▶ _KUTIPAN PILIHAN_:

Jenderal Nasution yang mengucapkan kata-kata itu tanpa teks, menekankan pula pada tugas kita, menegakkan kejujuran, kebenaran dan keadilan, dan bahwa kita jangan mendendam, serta keharusan kitalah untuk tetap beriman kepada Allah Subhanahu Wataala.
Rakyat berjejal sepanjang jalan yang dilewati oleh mobil-mobil berlapis baja yang mengusung jenazah para pahlawan kita menuju Kalibata, memberikan penghormatan terakhir di tengah hujan rintik-rintik. Saya yakin, mereka tahu bahwa para perwira yang jenazahnya lewat di depan mereka itu adalah perwira-perwira yang telah mendharma-baktikan seluruh hidupnya untuk tanah air dan bangsa.
Bung Karno tak hadir dalam kesempatan pemakaman pahlawan ini.
Sementara itu saya sempat sebentar merenung, berfikir, apa akan jadinya kalau saran PKI untuk menyusun Angkatan ke-V itu disetujui waktu itu?. Pasti akan lebih kacau lagi keadaan di tengah kehidupan kita. Maka jadinya, kita harus bersyukur bahwa bencana yang lebih besar tidak terjadi di negeri ini. Kepada-Nyalah kita menyampaikan syukur kita itu.
*
Sejak menyaksikan dengan mata kepala saya sendiri apa yang di dapat di Lubang Buaya, kegiatan saya yang utama adalah menghancurkan PKI, menumpas perlawanan mereka di mana-mana, di Ibukota, di daerah-daerah, dan di pegunungan tempat pelarian mereka. Mereka masih mencoba mendirikan kubu pertahanan sewaktu kami mengejar mereka.

▶ _DATA SUMBER_:
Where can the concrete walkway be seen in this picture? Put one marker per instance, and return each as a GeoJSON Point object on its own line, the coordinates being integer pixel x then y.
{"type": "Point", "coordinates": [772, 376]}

▶ _TUJUAN LATIHAN_: Teruskan kutipan tentang pemakaman para pahlawan dan penumpasan PKI, dimulai tepat setelah kalimat terakhirnya. Data tersebut tidak berkaitan dengan kutipan ini.

▶ _LATIHAN TERJAWAB_:
Tetapi saya tidak mau melibatkan AD secara langsung dalam pertentangan-pertentangan itu, kecuali pada saat-saat yang tepat dan terpaksa. Saya lebih suka memberikan bantuan kepada rakyat untuk melindungi dirinya sendiri dan membersihkan daerahnya msing-masing dari benih-benih yang jahat.
*
Apa yang terjadi di Jakarta itu ternyata merembet ke tempat-tempat lain. Apa yang dilakukan oleh orang-orang G.30.S/PKI di Jakarta itu ternyata dilakukan juga di Semarang, di Yogya, di Solo, dan di tempat lainnya. Gayanya serupa. Di Semarang tokoh G.30.S/PKI di sana, Sahirman (ex. Kolonel) juga pertama-tama merebut studio RRI Semarang dan mengumumkan Komando G.30.S/PKI itu, tanggal 1 Oktober 1965 pukul 13.00 siang. Tanggal 2 Oktober pagi, pukul 06.55 ia masih mengumumkan “komando” nya itu dan menyebut dirinya sebagai Komandan G.30.S/PKI Jawa Tengah. Terlihat sekali, bahwa gerakan khianat ini direncanakan sampai ke beberapa daerah dan pulau lain. Di Kentungan, Yogyakarta mereka membunuh dengan kejam Komandan Resimen Kolonel Katamso dan Kepala Stafnya Letkol. Gijono. Gijono inilah yang menjadi ajudan merangkap Perwira Operasi pada waktu saya memimpin serangan umum di Yogya termasuk serangan Umum 1 Maret 1949.
Sebab itu saya mesti mengadakan tindakan yang cepat tetapi pasti. Saya mesti mengadakan pengejaran, pembersihan dan penghancuran. Waktu itu saya terus memperjuangkan perluasan basis operasi pemulihan keamanan dan ketertiban umum yang mula-mula hanya daerah Jakarta Raya dan Jawa Barat saja.
Sementara itu Presiden Soekarno mengumumkan sikap yang sama sekali lain daripada tindakan dan langkah-langkah yang saya buat. Lebih-lebih perbedaan paham itu terasa, setelah Bung Karno mengatakan bahwa apa yang terjadi dengan G.30.S itu hanyalah “een rimpeltje in de ocean” (sebuah riak kecil di Samudera).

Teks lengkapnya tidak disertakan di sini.